--- Your goal ---
Render the data below, from the line with "In this exercise you will indicate the blue" to the line with "Target: blue jeans", both included, as a JSON list of strings with one string per line and any blank lines left out.

....

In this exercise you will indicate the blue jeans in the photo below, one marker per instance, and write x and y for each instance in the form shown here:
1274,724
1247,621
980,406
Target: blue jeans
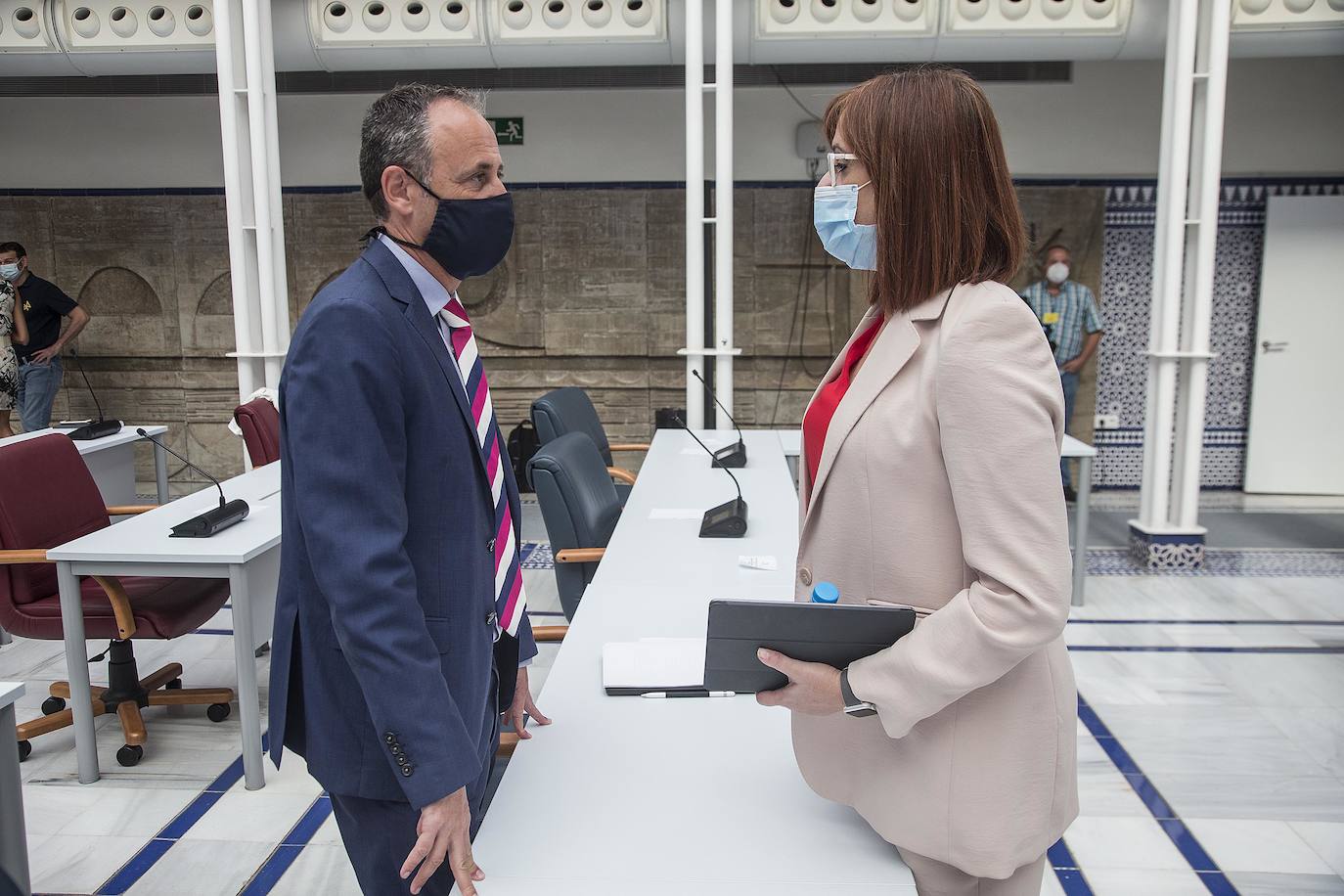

....

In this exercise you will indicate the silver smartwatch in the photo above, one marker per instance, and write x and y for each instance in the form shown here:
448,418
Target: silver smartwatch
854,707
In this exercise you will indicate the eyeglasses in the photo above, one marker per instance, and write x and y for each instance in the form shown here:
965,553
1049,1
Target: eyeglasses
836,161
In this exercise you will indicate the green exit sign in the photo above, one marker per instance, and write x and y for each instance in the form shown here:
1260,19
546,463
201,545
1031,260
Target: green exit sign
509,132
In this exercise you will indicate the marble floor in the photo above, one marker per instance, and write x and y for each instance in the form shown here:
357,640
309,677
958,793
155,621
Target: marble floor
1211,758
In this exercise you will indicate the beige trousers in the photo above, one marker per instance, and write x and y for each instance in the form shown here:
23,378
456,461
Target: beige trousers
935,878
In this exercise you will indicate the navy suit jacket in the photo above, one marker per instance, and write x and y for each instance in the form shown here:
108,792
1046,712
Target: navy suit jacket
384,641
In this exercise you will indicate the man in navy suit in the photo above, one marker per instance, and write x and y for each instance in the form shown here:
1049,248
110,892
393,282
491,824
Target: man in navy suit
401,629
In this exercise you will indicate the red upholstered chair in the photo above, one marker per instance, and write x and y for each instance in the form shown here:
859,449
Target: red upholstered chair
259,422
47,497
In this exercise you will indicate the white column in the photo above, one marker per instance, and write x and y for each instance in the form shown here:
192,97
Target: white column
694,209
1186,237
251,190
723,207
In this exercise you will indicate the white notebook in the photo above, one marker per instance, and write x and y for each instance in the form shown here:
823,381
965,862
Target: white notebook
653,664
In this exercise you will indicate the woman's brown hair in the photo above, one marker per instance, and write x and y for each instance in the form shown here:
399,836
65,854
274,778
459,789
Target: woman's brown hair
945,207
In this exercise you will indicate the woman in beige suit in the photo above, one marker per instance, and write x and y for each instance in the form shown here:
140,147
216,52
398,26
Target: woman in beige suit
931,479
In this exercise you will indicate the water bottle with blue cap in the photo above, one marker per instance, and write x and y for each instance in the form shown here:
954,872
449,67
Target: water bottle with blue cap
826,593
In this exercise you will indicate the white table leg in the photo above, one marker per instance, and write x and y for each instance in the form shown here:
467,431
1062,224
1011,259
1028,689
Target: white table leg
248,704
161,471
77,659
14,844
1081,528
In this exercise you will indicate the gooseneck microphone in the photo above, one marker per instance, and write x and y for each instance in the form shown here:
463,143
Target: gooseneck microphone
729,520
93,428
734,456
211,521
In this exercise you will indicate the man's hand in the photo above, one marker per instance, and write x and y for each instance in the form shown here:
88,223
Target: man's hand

....

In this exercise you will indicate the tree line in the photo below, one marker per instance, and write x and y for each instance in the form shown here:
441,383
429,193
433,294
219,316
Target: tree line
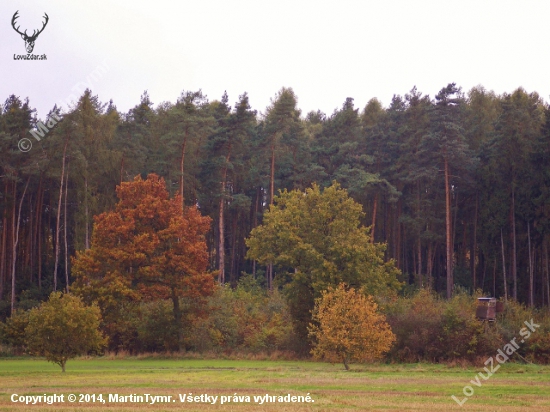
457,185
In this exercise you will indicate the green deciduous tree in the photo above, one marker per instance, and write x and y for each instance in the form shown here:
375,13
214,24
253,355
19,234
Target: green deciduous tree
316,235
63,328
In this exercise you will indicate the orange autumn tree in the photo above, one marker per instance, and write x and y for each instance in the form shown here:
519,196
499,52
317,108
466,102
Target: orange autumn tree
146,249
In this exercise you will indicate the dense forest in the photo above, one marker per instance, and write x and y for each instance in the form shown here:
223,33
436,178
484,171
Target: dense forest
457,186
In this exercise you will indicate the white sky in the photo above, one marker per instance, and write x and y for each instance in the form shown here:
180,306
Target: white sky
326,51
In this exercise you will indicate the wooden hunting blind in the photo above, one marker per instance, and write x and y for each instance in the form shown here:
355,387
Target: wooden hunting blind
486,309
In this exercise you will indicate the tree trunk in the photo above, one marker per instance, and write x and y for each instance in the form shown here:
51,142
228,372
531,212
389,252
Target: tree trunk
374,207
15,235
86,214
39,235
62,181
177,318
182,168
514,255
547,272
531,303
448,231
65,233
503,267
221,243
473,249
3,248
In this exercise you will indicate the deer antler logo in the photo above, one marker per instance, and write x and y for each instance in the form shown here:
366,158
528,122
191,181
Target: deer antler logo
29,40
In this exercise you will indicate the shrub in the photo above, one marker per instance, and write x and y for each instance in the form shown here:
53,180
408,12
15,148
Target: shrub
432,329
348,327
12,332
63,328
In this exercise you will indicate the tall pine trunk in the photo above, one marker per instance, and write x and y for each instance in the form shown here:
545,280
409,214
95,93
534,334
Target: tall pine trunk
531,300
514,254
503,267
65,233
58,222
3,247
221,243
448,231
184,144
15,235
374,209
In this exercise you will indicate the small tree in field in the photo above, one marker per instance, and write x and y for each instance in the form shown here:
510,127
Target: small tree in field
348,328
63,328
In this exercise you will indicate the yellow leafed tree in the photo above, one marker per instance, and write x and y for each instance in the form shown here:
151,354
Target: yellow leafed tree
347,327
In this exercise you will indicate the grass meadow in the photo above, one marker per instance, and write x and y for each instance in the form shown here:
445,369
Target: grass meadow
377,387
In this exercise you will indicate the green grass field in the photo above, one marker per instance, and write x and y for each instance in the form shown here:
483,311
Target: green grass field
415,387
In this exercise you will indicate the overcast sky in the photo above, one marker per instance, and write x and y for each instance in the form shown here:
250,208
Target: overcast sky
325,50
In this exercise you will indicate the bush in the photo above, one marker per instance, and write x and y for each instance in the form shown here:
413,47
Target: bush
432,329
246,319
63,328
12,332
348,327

....

--- Written reply ---
[
  "In this exercise you will indicate the blue jeans in the photo below, one marker per instance, and write x and y for each instance in the form shown here:",
  "1274,724",
  "1247,621",
  "980,406",
  "Target: blue jeans"
]